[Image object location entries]
--------------------------------

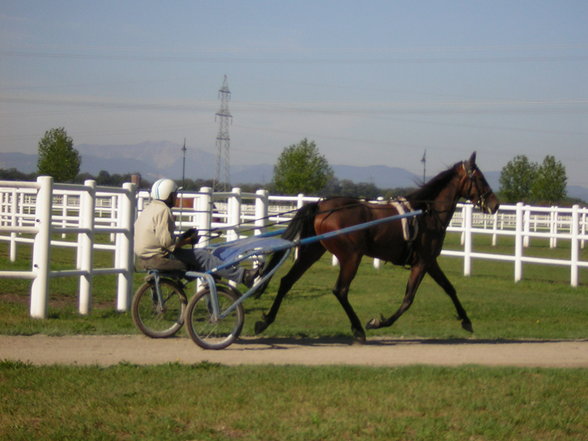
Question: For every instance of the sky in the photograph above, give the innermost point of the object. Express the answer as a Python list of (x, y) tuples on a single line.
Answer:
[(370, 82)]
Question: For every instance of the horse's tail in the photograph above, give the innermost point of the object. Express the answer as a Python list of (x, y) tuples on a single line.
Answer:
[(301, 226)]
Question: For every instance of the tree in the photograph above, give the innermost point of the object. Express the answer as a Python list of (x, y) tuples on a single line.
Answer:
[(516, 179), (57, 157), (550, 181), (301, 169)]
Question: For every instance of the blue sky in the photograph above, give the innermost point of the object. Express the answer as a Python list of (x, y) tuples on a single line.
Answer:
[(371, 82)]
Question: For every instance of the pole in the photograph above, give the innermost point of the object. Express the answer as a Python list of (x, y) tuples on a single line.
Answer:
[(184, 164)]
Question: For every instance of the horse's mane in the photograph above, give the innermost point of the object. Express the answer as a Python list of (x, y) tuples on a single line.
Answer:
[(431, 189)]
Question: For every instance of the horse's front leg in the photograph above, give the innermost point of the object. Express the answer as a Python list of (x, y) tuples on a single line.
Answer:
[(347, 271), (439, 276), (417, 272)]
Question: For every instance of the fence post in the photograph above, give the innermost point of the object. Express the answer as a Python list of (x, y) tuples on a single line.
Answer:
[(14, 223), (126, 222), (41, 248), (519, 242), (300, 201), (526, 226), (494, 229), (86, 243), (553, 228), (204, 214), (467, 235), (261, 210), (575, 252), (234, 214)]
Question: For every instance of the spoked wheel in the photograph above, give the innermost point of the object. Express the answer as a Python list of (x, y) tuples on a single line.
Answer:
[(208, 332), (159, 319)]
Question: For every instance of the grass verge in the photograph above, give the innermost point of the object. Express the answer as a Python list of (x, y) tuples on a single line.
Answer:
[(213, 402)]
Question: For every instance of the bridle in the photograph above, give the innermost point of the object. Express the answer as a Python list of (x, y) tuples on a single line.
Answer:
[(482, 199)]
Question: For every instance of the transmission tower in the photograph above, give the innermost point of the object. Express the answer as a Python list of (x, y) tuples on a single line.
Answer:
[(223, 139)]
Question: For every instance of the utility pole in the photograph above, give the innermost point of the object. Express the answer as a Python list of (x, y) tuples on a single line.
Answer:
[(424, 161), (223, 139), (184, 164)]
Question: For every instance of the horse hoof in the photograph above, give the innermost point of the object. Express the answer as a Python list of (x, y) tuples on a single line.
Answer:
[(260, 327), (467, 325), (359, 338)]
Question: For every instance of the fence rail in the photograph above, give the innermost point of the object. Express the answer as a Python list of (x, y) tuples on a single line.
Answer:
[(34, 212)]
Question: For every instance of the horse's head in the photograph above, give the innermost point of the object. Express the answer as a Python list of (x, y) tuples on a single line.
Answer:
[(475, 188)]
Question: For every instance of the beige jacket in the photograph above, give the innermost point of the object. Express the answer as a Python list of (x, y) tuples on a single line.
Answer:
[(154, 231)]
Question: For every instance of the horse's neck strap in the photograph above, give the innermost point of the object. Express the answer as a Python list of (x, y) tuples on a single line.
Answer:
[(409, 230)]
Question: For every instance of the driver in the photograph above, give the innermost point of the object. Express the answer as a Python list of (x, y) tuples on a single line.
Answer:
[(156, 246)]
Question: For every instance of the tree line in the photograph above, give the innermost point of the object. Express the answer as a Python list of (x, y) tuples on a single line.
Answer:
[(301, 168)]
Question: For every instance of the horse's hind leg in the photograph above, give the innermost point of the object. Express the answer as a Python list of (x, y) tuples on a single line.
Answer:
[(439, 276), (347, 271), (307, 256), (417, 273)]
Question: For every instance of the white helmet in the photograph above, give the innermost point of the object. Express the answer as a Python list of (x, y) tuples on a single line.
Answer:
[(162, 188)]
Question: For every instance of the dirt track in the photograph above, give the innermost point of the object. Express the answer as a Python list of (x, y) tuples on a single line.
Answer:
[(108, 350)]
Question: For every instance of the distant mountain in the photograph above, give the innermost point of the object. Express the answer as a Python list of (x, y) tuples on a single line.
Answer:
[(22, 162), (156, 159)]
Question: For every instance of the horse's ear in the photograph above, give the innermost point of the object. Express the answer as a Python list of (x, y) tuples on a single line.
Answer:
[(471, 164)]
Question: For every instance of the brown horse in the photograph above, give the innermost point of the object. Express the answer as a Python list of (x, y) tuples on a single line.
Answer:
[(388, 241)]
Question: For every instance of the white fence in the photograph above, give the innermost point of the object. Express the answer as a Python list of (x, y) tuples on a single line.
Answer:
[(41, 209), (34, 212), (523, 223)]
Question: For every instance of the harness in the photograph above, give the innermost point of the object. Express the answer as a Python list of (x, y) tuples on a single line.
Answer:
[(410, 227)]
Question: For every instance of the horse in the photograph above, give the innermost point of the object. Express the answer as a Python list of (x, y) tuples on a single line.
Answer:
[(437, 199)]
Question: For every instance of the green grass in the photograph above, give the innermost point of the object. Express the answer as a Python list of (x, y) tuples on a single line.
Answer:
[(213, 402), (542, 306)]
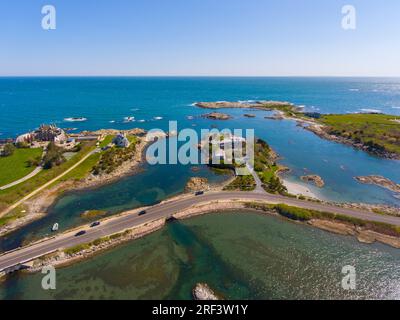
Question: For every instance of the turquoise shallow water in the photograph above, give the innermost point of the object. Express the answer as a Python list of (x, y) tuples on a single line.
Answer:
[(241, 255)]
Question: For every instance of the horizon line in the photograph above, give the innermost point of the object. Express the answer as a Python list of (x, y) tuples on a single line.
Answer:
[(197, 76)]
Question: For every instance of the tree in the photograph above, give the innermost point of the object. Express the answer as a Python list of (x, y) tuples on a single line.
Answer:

--------------------------------

AIM OF THE TASK = Rewrite the data from the line with "Question: For every instance of the green" up to and including the line with "[(241, 255)]", raising every coordinate in the point lists by 114. Leave the pictures out.

ANSWER TO THE EXERCISE =
Question: For every instance of the green grass in the photograph above, give the innermost point of the object. Express the answer as a Python list of (x, y) tuples on a single line.
Answer:
[(327, 516), (656, 420)]
Question: For every instance of the turquoise shallow water in the photograph above, give the innermost point of the object. Express the answer as a Python list of (x, y) tuples on a single line.
Answer:
[(355, 369)]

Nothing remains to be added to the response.